[Testo da leggere]
------------------------------------
Dispositivo dell'art. 899 Codice Civile

Gli alberi sorgenti nella siepe comune sono comuni.

Gli alberi sorgenti sulla linea di confine si presumono comuni, salvo titolo o prova in contrario.

Gli alberi che servono di limite o che si trovano nella siepe comune non possono essere tagliati, se non di comune consenso o dopo che l'autorità giudiziaria abbia riconosciuto la necessità o la convenienza del taglio.

Ratio Legis

L'articolo differenzia l'ipotesi di alberi nella siepe comune, relativamente ai quali non è possibile la prova contraria della presunzione di comunione, e quella di alberi sul confine, relativamente i quali sussiste una presunzione iuris tantum di comunione, contrariamente a quanto stabilito dall' art. 934.

Spiegazione dell'art. 899 Codice Civile

Alberi sorgenti nella siepe comune

Il nuovo codice concorda con il vecchio (art. 569) nel sancire la comunione degli alberi che sorgono nella siepe comune. Ne differisce, però, perché mentre il vecchio codice (art. 569, comma 1) attribuiva a ciascuno dei condomini il diritto di chiederne l'atterramento, la medesima disposizione non è stata ripetuta nel nuovo codice. Anzi, all'art. 899 ult. capov. ha esplicitamente previsto che gli alberi che si trovano nella siepe comune non possono essere tagliati se non di comune consenso o dopo che l'autorità giudiziaria ha riconosciuto la necessità o la convenienza del taglio.
------------------------------------
[Dati mostrati]
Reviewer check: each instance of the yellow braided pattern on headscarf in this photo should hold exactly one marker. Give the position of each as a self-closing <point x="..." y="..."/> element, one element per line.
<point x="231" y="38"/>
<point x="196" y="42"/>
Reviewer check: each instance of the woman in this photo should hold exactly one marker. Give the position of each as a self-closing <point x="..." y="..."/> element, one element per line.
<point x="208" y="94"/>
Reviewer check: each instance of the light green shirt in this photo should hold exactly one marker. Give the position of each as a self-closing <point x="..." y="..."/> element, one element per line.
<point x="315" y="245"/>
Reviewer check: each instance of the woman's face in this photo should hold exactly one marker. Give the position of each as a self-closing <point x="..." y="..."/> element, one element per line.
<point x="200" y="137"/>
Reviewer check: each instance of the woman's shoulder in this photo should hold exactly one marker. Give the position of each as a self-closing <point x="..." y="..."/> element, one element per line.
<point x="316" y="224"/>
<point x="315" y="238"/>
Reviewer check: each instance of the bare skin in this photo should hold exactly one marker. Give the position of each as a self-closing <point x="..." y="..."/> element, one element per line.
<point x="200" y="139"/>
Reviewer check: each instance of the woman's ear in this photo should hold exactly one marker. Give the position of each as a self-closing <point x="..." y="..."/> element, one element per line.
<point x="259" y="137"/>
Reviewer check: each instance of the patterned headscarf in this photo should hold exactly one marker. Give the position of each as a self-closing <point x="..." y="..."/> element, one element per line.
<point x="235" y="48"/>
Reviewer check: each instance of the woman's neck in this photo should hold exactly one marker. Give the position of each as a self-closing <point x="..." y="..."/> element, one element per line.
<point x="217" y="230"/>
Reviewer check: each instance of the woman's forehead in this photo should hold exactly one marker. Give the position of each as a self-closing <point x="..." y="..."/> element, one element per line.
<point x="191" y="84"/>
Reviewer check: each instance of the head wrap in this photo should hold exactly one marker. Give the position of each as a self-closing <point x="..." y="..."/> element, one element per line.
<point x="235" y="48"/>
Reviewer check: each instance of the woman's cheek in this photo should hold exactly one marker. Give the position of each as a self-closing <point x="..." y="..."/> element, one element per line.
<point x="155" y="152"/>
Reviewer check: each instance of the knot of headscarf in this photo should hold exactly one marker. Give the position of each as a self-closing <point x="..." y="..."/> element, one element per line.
------------------------------------
[Obiettivo] Restituisci parola per parola il passo del testo sull'art. 899 del Codice Civile che comincia con "Dispositivo dell'art. 899" e prosegue fino a "prova in contrario.".

[Risultato finale]
Dispositivo dell'art. 899 Codice Civile

Gli alberi sorgenti nella siepe comune sono comuni.

Gli alberi sorgenti sulla linea di confine si presumono comuni, salvo titolo o prova in contrario.